CHALLENGE: Count how many lines in the records below contain the string "bleacher", where case counts, and reply with the number alone.

[Pointing dataset excerpts]
⟨

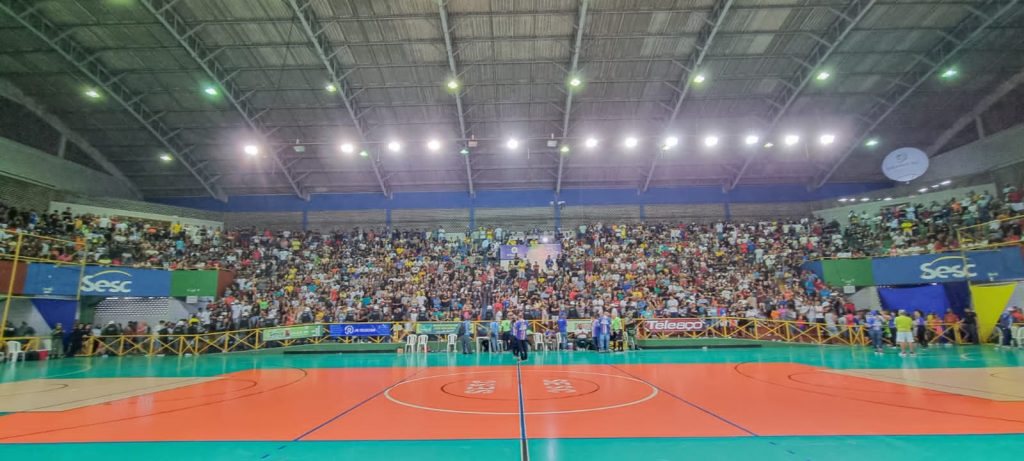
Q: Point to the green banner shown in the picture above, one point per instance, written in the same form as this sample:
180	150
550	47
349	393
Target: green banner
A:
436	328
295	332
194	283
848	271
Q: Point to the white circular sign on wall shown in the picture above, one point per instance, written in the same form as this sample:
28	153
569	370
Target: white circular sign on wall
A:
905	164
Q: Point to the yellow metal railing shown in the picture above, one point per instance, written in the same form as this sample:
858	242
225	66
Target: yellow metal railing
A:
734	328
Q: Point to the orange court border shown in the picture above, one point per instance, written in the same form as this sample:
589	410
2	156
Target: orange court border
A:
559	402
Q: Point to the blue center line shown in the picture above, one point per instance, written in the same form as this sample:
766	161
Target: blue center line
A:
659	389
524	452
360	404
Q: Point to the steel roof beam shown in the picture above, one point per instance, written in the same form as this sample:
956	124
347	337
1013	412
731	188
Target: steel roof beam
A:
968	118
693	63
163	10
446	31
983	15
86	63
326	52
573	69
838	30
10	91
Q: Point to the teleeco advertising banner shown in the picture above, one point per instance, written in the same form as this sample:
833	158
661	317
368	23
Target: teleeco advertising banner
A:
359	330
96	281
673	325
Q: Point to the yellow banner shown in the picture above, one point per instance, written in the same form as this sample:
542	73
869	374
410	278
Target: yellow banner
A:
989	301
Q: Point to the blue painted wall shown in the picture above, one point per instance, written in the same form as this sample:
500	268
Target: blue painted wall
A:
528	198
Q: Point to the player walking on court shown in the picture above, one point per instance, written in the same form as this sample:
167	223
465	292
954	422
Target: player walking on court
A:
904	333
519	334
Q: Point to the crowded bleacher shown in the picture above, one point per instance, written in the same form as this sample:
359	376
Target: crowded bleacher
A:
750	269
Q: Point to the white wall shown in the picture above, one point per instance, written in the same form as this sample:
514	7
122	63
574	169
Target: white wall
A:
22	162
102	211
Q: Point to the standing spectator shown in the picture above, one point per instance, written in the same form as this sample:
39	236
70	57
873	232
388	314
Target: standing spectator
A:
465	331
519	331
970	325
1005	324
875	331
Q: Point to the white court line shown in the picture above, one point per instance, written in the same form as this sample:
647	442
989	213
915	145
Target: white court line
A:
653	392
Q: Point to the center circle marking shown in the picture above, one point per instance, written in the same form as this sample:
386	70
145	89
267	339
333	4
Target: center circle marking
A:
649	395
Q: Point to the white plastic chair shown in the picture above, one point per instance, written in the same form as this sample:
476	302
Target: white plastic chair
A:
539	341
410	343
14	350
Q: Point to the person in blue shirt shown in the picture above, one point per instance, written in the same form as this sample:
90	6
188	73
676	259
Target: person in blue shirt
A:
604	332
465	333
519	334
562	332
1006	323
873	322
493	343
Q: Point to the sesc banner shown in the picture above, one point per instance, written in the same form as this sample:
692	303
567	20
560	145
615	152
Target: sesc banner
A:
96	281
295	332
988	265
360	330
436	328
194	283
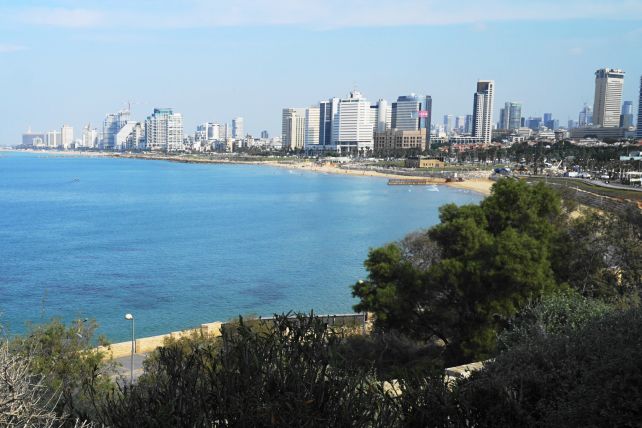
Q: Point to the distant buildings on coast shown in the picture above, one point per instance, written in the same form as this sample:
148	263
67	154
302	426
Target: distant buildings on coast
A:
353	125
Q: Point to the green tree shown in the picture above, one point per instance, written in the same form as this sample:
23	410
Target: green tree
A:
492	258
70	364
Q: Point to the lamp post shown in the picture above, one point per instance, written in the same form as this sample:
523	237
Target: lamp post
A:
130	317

⟩
⟨

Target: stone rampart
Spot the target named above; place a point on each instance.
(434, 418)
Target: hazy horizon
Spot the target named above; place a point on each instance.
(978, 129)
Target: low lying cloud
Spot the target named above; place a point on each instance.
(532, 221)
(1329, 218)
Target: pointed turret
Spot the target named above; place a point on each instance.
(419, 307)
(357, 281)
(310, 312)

⟩
⟨

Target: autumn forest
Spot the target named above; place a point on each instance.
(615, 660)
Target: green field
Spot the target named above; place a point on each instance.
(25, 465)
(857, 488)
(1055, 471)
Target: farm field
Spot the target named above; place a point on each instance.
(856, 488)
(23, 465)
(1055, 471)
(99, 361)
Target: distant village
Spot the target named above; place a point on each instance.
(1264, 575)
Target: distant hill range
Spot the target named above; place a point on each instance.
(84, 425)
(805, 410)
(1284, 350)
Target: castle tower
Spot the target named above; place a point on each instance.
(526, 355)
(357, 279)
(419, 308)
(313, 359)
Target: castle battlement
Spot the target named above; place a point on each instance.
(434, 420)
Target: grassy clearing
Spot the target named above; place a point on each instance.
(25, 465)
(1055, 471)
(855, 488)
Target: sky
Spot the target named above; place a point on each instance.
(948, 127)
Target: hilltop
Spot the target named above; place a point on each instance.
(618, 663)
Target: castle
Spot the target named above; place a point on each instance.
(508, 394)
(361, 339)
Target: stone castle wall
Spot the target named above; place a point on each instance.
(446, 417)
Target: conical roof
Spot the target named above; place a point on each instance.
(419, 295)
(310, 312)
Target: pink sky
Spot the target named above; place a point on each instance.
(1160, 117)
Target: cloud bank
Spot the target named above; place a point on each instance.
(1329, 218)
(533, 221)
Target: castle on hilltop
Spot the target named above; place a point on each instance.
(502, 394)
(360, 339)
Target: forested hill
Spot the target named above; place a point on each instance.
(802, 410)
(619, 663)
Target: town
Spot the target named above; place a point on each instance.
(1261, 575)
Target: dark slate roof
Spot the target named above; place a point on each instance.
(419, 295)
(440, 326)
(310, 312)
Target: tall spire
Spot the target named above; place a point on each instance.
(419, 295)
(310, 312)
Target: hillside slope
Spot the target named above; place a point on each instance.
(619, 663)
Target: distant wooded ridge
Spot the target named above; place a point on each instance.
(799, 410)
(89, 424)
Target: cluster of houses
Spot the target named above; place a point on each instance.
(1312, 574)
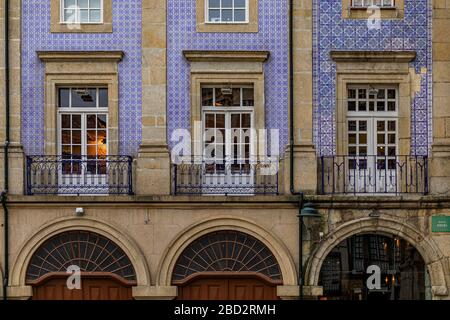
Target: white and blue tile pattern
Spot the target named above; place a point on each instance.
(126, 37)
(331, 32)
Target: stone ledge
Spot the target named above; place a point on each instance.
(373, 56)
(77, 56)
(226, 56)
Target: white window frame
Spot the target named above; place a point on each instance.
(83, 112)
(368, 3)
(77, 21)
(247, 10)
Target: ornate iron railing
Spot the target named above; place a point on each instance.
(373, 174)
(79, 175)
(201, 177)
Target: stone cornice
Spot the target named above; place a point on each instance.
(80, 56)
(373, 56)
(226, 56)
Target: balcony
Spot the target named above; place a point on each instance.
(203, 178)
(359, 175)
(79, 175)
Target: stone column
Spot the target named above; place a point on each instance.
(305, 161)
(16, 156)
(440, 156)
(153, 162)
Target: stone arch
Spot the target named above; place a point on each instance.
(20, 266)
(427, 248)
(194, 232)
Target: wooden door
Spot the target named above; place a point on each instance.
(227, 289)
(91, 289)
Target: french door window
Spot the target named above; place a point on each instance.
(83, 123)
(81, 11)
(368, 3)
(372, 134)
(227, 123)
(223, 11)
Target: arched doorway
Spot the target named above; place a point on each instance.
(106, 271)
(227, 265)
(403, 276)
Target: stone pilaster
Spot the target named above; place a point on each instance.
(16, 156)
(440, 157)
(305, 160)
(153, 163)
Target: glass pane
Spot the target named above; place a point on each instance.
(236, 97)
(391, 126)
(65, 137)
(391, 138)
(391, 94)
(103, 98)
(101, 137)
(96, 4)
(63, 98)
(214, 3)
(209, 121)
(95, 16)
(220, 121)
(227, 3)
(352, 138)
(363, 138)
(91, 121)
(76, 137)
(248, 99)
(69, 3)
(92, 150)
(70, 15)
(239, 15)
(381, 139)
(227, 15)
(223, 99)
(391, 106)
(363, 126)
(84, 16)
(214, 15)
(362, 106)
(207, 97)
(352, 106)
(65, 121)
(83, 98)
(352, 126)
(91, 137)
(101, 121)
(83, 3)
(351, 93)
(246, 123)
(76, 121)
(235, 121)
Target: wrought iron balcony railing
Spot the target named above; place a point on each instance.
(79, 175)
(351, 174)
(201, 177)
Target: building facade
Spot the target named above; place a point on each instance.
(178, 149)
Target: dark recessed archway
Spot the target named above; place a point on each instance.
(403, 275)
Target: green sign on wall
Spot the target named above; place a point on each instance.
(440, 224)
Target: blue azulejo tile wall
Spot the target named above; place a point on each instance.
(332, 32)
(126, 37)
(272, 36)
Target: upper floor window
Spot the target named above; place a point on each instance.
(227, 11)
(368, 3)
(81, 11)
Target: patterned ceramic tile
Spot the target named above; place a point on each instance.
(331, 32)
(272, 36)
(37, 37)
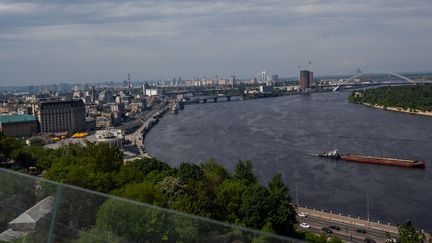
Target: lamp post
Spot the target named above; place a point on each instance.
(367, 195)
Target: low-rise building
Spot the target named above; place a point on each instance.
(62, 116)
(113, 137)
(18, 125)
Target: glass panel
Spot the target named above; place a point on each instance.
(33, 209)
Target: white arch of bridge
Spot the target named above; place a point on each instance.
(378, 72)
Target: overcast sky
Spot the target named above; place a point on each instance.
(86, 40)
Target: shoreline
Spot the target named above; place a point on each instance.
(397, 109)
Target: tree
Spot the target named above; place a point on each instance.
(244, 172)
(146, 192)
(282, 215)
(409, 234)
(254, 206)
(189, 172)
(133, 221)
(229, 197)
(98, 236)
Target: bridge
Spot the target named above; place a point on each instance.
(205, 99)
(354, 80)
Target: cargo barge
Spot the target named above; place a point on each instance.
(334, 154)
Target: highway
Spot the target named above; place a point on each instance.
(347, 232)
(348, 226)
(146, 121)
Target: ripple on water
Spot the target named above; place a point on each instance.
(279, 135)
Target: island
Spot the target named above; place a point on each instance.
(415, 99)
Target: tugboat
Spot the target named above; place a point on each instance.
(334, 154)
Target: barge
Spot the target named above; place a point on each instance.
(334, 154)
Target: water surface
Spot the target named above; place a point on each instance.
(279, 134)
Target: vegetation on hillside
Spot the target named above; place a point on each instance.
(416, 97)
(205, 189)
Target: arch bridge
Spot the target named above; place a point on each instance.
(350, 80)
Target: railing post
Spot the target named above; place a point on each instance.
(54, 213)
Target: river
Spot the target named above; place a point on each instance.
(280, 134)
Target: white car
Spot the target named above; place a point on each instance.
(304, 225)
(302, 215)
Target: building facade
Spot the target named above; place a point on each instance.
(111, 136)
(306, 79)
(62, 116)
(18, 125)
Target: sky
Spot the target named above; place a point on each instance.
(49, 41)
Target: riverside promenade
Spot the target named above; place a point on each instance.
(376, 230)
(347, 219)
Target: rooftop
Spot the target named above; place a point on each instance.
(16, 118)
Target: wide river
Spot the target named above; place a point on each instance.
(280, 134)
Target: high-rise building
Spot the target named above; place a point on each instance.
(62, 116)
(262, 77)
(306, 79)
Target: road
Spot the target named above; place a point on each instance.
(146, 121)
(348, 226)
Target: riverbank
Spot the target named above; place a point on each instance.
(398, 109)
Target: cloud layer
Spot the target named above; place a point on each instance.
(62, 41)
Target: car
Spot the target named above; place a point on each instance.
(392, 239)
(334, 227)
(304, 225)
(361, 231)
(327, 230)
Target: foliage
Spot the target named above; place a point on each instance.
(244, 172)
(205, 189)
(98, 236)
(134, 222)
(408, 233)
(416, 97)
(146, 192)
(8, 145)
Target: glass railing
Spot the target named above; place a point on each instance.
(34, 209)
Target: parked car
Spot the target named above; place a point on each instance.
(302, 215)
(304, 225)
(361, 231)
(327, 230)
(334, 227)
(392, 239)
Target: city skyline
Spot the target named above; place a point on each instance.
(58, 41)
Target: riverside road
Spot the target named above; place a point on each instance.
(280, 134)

⟩

ANSWER TO THE EXERCISE: 2